■ **Task directions**:
In two sentences, summarize the passage below about Burkhead's advice to students on managing money.

Burkhead even provided students with a budget sheet.

“You get pizza, Taco Bell, Jimmy John’s and brand new clothes — you can budget,” Burkhead said.

Burkhead became inclined to put together the lecture when she saw some of her TRiO students having to write letters of appeal for their financial aid. She wants to help other students prevent this from happening to them.

“Some students are first-generation college students and don’t know how to apply for financial aid or don’t have parents that will co-sign for them,” she said. “It’s important to start practicing good spending habits now. Students need to learn how to balance their finances and to become responsible, tax-paying citizens in order to retire comfortably.”

Burkhead advised students to get a loan if they need it, as it would be an investment in their education, but not to borrow more than what they need because of rising interest rates.

She told students to be selective and to look for lenders that offer students lower interest rates.

Students will have to start paying back loans six months after graduation or if they decide to stop attending school, Burkhead said.

“You can file a hardship payment plan if you really aren’t making enough to meet your loan payments,” Burkhead said.

Another option Burkhead talked about was financial aid.

■ **Extracted information**:
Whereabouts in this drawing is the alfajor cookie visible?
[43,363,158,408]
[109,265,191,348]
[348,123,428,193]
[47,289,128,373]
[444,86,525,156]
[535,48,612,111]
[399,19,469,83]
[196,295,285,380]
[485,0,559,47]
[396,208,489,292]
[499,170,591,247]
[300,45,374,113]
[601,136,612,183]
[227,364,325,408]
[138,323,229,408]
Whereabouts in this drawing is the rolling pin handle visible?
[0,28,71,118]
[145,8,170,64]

■ **Completed task**:
Burkhead put together the lecture after seeing some of her TRiO students write letters of appeal for their financial aid, and she gave students a budget sheet while stressing that it is important to start practicing good spending habits now. She advised borrowing only what is needed and choosing lenders that offer lower interest rates, noting that repayment begins six months after graduation or after leaving school and that a hardship payment plan can be filed by those who cannot meet their loan payments.